**What is being asked:** Return the records below in full. Keep every word exact and skip the images.

Spatial localization data
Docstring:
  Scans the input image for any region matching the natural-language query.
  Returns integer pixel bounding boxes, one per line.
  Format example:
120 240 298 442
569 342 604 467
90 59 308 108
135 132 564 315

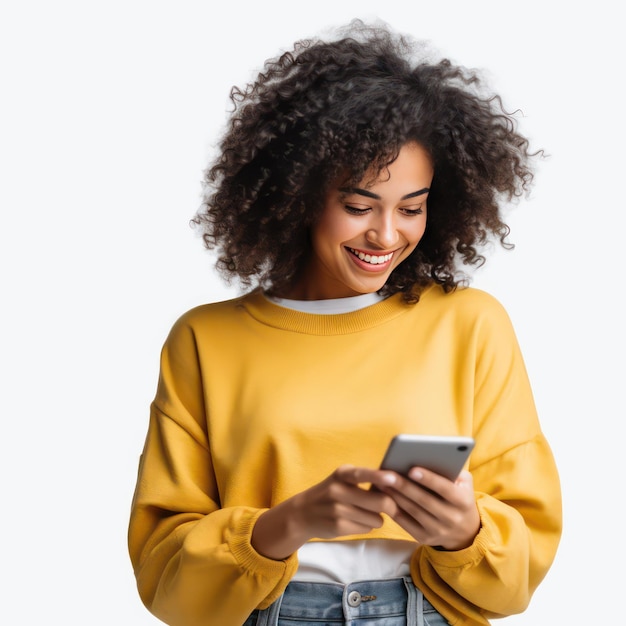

**Written answer:**
Docstring:
  Scans the input image for any region matching the natural-language query.
  Returns integer pixel bounding boxes, one per line.
  Format example:
120 240 298 442
569 342 604 467
90 59 308 108
135 132 564 315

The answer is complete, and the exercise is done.